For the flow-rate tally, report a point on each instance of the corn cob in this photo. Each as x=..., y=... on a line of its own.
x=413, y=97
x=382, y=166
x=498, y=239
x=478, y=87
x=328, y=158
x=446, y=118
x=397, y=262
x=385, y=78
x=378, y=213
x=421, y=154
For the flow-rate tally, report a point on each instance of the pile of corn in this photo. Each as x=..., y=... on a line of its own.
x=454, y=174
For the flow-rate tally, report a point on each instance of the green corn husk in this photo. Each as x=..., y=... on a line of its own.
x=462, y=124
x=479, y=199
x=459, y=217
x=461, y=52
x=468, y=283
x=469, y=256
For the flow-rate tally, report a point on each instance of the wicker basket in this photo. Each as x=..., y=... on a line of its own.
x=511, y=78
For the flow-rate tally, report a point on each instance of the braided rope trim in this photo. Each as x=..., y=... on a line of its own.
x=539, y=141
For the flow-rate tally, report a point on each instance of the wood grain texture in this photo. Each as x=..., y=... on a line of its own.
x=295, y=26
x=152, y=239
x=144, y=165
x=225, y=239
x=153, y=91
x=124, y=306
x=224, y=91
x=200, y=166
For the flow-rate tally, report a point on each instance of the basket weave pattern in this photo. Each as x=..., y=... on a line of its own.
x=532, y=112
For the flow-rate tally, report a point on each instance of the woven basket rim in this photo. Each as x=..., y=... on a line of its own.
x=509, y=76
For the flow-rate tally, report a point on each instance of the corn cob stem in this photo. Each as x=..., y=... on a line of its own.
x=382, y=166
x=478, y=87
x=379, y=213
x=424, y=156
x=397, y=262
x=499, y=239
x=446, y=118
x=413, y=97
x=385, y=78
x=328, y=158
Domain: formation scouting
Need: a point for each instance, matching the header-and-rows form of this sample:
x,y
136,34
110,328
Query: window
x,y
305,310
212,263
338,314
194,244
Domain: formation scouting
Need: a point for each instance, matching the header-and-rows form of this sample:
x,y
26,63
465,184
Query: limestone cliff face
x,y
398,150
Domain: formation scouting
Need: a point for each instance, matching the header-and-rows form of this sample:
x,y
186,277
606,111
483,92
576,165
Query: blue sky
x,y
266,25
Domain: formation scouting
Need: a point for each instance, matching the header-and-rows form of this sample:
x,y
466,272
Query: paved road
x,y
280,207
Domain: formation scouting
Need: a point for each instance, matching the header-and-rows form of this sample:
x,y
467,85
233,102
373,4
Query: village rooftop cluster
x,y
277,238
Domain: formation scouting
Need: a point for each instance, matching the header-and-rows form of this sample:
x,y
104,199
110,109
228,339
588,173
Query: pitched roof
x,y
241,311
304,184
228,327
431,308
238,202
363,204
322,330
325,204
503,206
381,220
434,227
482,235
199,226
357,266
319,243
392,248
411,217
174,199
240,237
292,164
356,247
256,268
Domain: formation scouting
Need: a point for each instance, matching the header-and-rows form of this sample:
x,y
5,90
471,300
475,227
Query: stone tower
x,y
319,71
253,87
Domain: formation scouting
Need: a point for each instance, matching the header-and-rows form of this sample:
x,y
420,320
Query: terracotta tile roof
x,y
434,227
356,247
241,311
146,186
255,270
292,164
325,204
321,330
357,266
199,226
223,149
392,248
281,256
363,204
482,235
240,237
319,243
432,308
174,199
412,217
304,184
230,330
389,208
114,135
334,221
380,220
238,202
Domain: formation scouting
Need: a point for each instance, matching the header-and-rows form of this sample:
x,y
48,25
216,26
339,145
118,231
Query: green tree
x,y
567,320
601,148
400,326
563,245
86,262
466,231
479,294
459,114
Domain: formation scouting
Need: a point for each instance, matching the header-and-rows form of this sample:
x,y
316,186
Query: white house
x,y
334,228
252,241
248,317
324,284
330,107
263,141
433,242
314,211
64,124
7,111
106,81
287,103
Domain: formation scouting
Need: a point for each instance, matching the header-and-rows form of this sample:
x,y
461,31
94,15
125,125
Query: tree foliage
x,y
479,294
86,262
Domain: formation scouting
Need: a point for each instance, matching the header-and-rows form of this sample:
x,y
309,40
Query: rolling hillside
########
-- Assigned task --
Please give the listing above one more time, exactly as it reads.

-- Answer to the exercise --
For the flow-rate tally, report a point on each instance of the corn cob in this photo. Each as x=..., y=... on a line of its own.
x=413, y=97
x=382, y=166
x=498, y=239
x=478, y=87
x=328, y=158
x=446, y=118
x=397, y=262
x=385, y=78
x=378, y=213
x=421, y=154
For the flow-rate tally, report a point on each instance of the pile of corn in this photo. Each as x=..., y=... on a line of its own.
x=454, y=174
For the flow-rate tally, report a point on each instance of the green corn husk in this photo. Each as x=..., y=... on a line of its own.
x=462, y=124
x=479, y=199
x=459, y=217
x=461, y=52
x=468, y=283
x=469, y=256
For the flow-rate tally, report a point on each instance of the wicker basket in this photo. Each as x=..., y=... on a line of its own.
x=511, y=78
For the flow-rate tally, report a point on each instance of the braided rope trim in this photo. Each as x=..., y=... on a line of its own.
x=539, y=141
For the flow-rate tally, report a point on each instance of the wood grain texture in this photo. Each as x=..., y=... on a line of its own.
x=295, y=26
x=152, y=239
x=144, y=165
x=225, y=239
x=153, y=91
x=124, y=306
x=224, y=91
x=200, y=166
For the flow-rate tally, report a point on each instance of the basket weave pattern in this photo. Each as x=..., y=... on a line of its own.
x=532, y=112
For the flow-rate tally, report a point on each instance of the woven basket rim in this photo. Each as x=..., y=... on a line of its own.
x=509, y=76
For the flow-rate tally, report a point on each instance of the corn cob stem in this photo. Each as x=..., y=... on a line of its own.
x=382, y=166
x=478, y=87
x=379, y=213
x=424, y=156
x=397, y=262
x=499, y=239
x=446, y=118
x=413, y=97
x=385, y=78
x=328, y=158
Domain: formation scouting
Need: a point for each instance, matching the header-and-rows form of this sample:
x,y
136,34
110,328
Query: window
x,y
305,310
212,263
338,314
194,244
Domain: formation scouting
Need: a point for each instance, matching the header-and-rows form of this sample:
x,y
26,63
465,184
Query: limestone cliff face
x,y
398,150
Domain: formation scouting
Need: a point for each instance, matching the header-and-rows form of this sample:
x,y
186,277
606,111
483,92
576,165
Query: blue sky
x,y
266,25
Domain: formation scouting
Need: a point for each instance, matching the header-and-rows form of this sample:
x,y
466,272
Query: paved road
x,y
280,207
Domain: formation scouting
Need: a point for each instance, matching the header-and-rows form of this sample:
x,y
467,85
233,102
373,4
Query: village rooftop cluster
x,y
277,238
Domain: formation scouting
Need: a point for each instance, matching the header-and-rows form of this sample:
x,y
104,199
110,109
228,339
588,173
Query: pitched roof
x,y
241,311
304,184
228,327
431,308
238,202
363,204
322,330
325,204
503,206
381,220
434,227
482,235
199,226
357,266
319,243
392,248
411,217
174,199
240,237
292,164
356,247
256,268
Domain: formation scouting
Need: a point for each instance, matching the header-and-rows form of this sample:
x,y
5,90
471,300
475,227
Query: stone tower
x,y
319,71
253,87
Domain: formation scouting
Need: a point for each instance, matching the header-and-rows form of this sample:
x,y
420,320
Query: terracotta tile roof
x,y
434,227
356,247
241,311
146,186
255,270
292,164
325,204
321,330
357,266
199,226
223,149
392,248
281,256
363,204
482,235
240,237
319,243
432,308
174,199
412,217
304,184
230,330
389,208
114,135
334,221
380,220
238,202
Domain: formation scouting
Need: a point for each instance, matching the header-and-rows form of this sample:
x,y
48,25
216,26
339,145
118,231
Query: green tree
x,y
567,320
601,148
400,326
563,245
86,262
466,231
479,294
459,114
Domain: formation scouting
Need: a point for each instance, matching the header-and-rows form of this sample:
x,y
316,186
Query: white house
x,y
334,228
252,241
248,317
324,284
330,107
263,141
433,242
314,211
64,124
7,111
106,81
287,103
Domain: formation scouting
Need: a point for each instance, matching the header-and-rows form of this sample:
x,y
461,31
94,15
125,125
Query: tree foliage
x,y
479,294
86,262
Domain: formation scouting
Need: a point for each instance, matching the header-and-rows form of this sample:
x,y
309,40
Query: rolling hillside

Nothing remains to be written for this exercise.